PROBLEM SET —
a) From the passage about the BBC director-general contest, extract the text between "Governors agree that" and "head of ITV.", inclusive.
b) In the passage about the BBC director-general contest, rewrite the paragraph beginning "Governors agree that pruning" as a short list that keeps its main facts.

PROVIDED PASSAGE —

==*==

Among the programmes DG candidates have criticised is Vanessa, the BBC 1 chatshow, axed last week. Saturday schedules have been condemned as 'lame'.

The criticism of BBC programming is likely to harm Alan Yentob's chances of becoming DG. The director of BBC Television has been criticised for introducing 'lightweight' and 'dull' output. It is also bad news for Tony Hall, the head of current affairs.

Governors agree that pruning is needed but are split over whether the next DG, who will implement the restructuring, should be one of the internal candidates - Yentob, Hall and Mark Byford, head of BBC World Service - or one of the external hopefuls - Greg Dyke, chairman of Pearson Television and Richard Eyre, head of ITV.

One faction, led by governors with experience of the private sector, say it must be an outsider. 'I know what it's like when you have to change an organisation as much as the BBC needs changing,' one senior figure said. 'Someone who has worked there all their professional life, who has close friends in every area, tends to lack the ruthlessness required. There is no place for sentimentality.'

Governors who back an external candidate, including the chairman, Sir Christopher Bland, say Greg Dyke is the best man for the job. They insist that the bitter campaign waged against him by Rupert Murdoch's Times has served to strengthen, rather than weaken, his case.

==*==

SUPPLIED DATA —
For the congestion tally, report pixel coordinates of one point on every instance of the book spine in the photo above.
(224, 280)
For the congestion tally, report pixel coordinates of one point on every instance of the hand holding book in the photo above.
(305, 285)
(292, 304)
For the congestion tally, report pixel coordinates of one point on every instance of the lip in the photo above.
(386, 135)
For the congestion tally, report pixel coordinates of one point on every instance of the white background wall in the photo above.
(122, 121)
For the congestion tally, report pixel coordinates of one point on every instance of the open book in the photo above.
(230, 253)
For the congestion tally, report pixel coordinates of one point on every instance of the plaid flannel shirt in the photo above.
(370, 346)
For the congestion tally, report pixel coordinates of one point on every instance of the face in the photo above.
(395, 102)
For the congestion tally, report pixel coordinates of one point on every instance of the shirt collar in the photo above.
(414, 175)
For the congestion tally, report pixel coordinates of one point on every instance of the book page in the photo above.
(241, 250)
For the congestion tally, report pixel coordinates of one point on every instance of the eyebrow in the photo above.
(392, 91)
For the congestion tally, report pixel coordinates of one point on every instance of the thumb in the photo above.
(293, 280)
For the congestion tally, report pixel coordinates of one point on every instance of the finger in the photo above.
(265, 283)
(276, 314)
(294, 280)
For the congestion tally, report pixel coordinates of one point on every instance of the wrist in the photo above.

==*==

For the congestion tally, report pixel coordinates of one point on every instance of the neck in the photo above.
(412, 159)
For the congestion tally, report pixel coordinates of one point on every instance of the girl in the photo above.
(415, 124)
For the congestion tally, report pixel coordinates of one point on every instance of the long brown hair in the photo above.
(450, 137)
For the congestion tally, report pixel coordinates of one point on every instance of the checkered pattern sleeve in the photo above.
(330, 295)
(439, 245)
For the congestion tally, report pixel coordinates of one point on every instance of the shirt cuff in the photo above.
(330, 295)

==*==

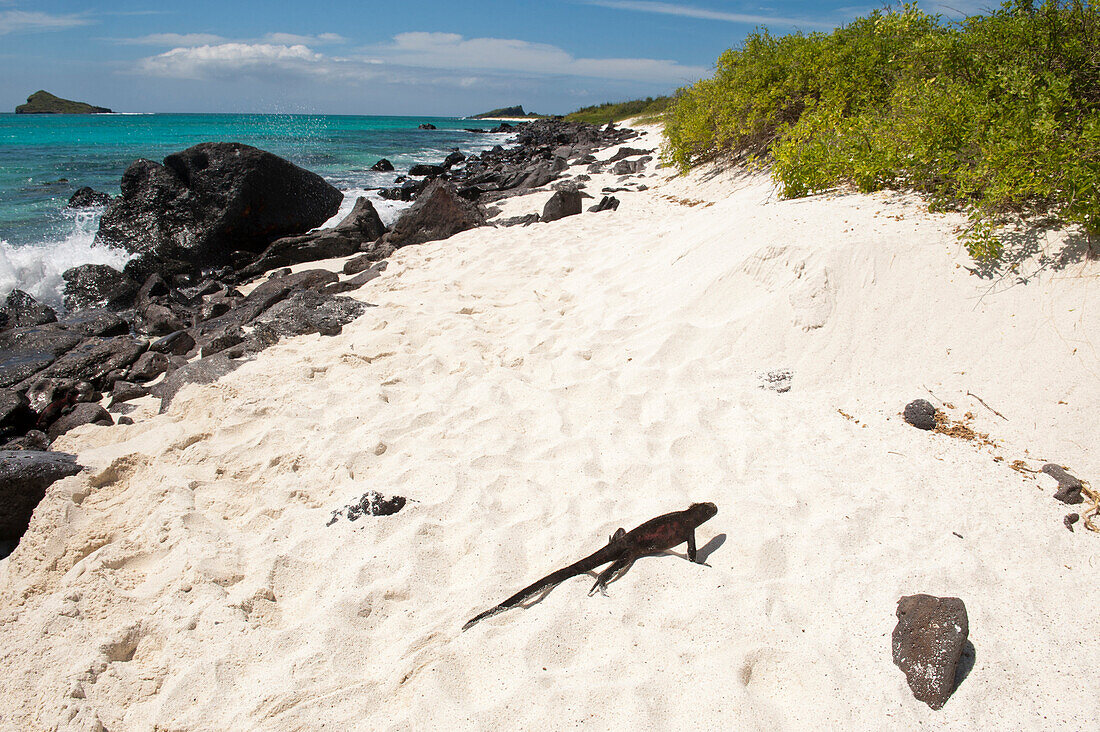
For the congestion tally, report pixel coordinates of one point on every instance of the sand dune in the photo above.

==*==

ANSWERS TO THE TASKS —
a)
Governors agree that pruning is needed but are split over whether the next DG, who will implement the restructuring, should be one of the internal candidates - Yentob, Hall and Mark Byford, head of BBC World Service - or one of the external hopefuls - Greg Dyke, chairman of Pearson Television and Richard Eyre, head of ITV.

b)
- Governors agree the BBC needs pruning.
- They are split over whether the next DG, who will carry out the restructuring, should come from inside or outside.
- Internal candidates: Alan Yentob, Tony Hall, and Mark Byford, head of BBC World Service.
- External hopefuls: Greg Dyke, chairman of Pearson Television, and Richard Eyre, head of ITV.